In the profile of Joanne Demchok, where did she go to work after earning her Bachelor's degree in Medical Technology?

▸ Document passage:
<<<<

Joanne Demchok grew up in Silver Spring, Maryland, just inside the Washington D.C. beltway. Politics held no interest for her, however. The daughter of Palestinian immigrants decided early on that she wanted to be a doctor. Preferably a pediatrician, because she loved children.
Sometimes life doesn’t deal us the cards we want, though, and Demchok didn’t go to medical school. Instead, she got a Bachelor’s degree in Medical Technology from the University of Maryland at Baltimore (UMAB) and went to work in the clinical Microbiology Lab at the National Institutes of Health (NIH) in Bethesda. It was the early 1980s, and HIV was a new and frightening virus; people were suddenly contracting unusual infections that had been previously unknown in medical science.
Demchok went back to UMAB, studying biomedical research and earning a Master of Science degree. She then joined the National Cancer Institutes (NCI) Pediatric Oncology Laboratory and helped to implement new ways to treat and prevent fungal infections in pediatric cancer and AIDS patients. It was fascinating work that indirectly allowed her to help sick children.
After several years, Demchok knew she wanted more responsibility, but she wasn’t sure where to go. She got her big break when she was offered a temporary position at NCI’s Office of Biorepositories and Biospecimens Research (BBRB). There she had the unexpectedly wonderful experience of being mentored by highly competent professionals, many of whom were female – and 20 years younger than her.
At BBRB she was inspired with a new drive and ambition. Her co-workers generously taught her leadership skills and instilled confidence in her. She would often pause and watch how these women handled challenges. She marveled at their willingness to grow as well as their respectful treatment of co-workers despite personnel difficulties and budget cuts.

>>>>

▸ Data excerpts:

<<<<

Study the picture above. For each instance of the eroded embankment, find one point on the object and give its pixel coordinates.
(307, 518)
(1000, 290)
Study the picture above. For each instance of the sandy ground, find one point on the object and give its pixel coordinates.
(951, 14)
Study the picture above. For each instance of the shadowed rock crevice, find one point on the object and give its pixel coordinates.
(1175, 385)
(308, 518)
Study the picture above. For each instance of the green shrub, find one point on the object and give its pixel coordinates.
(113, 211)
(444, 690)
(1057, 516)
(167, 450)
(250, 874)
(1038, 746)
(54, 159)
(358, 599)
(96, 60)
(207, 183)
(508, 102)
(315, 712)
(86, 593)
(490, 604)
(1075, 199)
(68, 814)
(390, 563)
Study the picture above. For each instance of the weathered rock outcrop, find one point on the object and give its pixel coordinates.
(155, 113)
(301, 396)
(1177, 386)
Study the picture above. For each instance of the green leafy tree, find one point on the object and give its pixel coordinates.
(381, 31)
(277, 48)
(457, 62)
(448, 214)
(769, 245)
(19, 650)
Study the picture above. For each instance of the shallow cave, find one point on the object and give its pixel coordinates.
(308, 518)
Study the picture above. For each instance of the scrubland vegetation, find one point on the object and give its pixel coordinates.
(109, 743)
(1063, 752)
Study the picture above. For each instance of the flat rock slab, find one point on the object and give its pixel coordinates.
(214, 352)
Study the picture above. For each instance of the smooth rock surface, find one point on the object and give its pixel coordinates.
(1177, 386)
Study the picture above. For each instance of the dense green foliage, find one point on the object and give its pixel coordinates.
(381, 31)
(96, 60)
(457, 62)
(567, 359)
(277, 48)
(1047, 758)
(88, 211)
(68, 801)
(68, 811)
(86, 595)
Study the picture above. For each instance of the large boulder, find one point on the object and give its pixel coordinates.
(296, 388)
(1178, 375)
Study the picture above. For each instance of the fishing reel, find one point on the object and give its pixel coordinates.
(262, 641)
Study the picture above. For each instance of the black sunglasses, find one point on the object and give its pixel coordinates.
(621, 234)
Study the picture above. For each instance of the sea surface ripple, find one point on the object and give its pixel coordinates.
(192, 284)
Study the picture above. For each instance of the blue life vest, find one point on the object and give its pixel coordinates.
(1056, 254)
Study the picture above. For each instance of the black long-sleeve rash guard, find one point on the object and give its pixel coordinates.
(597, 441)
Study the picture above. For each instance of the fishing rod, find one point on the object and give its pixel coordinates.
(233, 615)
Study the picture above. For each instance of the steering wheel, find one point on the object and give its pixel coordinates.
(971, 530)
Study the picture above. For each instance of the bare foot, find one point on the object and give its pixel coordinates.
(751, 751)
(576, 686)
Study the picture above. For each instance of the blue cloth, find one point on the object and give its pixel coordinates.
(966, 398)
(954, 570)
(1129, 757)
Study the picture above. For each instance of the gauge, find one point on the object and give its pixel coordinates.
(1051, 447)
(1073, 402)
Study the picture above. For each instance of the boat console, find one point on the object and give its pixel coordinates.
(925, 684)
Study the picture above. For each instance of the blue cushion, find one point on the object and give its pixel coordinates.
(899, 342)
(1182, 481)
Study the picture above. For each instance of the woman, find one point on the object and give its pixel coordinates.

>>>>

▸ Task output: She worked in the clinical Microbiology Lab at the National Institutes of Health (NIH) in Bethesda.